## What is expected
In the answer, each line must appear exactly as in the records, and no picture may appear.

## Dataset records
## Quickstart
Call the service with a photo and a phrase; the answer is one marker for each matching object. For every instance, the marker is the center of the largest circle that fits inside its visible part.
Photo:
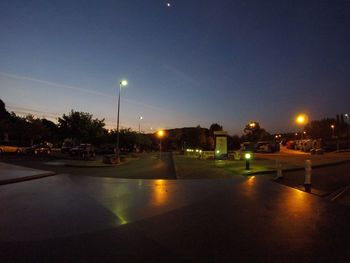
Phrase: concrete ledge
(26, 178)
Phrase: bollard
(279, 169)
(308, 169)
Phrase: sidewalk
(10, 173)
(192, 168)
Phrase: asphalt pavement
(147, 166)
(68, 218)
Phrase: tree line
(80, 127)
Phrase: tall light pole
(140, 118)
(122, 83)
(301, 119)
(160, 135)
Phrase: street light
(140, 118)
(122, 83)
(252, 124)
(160, 135)
(247, 157)
(301, 119)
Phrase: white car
(8, 147)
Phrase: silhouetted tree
(81, 127)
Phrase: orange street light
(160, 133)
(252, 124)
(301, 119)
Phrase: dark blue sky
(197, 62)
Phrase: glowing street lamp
(122, 83)
(160, 135)
(247, 157)
(252, 124)
(140, 118)
(301, 119)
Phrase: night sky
(193, 63)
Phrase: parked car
(84, 151)
(10, 147)
(267, 147)
(40, 149)
(106, 149)
(290, 145)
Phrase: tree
(4, 121)
(254, 133)
(81, 127)
(214, 127)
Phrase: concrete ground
(245, 219)
(10, 173)
(146, 166)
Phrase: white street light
(122, 83)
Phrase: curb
(298, 168)
(90, 166)
(26, 178)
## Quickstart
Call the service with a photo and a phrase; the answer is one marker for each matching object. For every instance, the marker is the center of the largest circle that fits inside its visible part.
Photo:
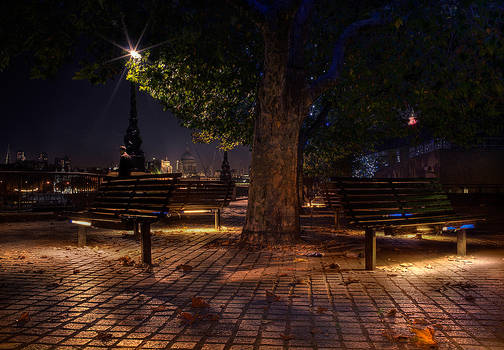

## Task solution
## Quickstart
Call the service with a photo and a phrase; the answer is one marker for each matching object. For every instance, the marker is the center of the largest circle that fits inside its visible part.
Photo:
Phrase: concrete ledge
(26, 178)
Phrase: bollard
(279, 169)
(308, 169)
Phrase: sidewalk
(10, 173)
(192, 168)
Phrase: asphalt pavement
(147, 166)
(68, 218)
Phrase: tree line
(80, 127)
Phrase: tall light pole
(140, 118)
(122, 83)
(301, 119)
(160, 135)
Phrase: street light
(140, 118)
(122, 83)
(252, 124)
(160, 135)
(247, 157)
(301, 119)
Phrase: white car
(8, 147)
Phrase: silhouetted tree
(81, 127)
Phrase: orange street light
(160, 133)
(252, 124)
(301, 119)
Phrase: dark blue sky
(197, 62)
Phrase: glowing street lamp
(122, 83)
(160, 135)
(247, 157)
(252, 124)
(140, 118)
(301, 119)
Phrase: night sky
(193, 63)
Phrase: parked car
(84, 151)
(10, 147)
(267, 147)
(40, 149)
(106, 149)
(290, 145)
Phrase: tree
(4, 121)
(254, 133)
(81, 127)
(214, 127)
Phrase: concrete ground
(245, 219)
(10, 173)
(146, 166)
Phrase: white street light
(122, 83)
Phrase: curb
(298, 168)
(90, 166)
(26, 178)
## Quickstart
Call the service with a photo and a phrase; the answer is one marker for each matching object. For every instance, the marker is the center of the largest circle that fits inside its visible part.
Photo:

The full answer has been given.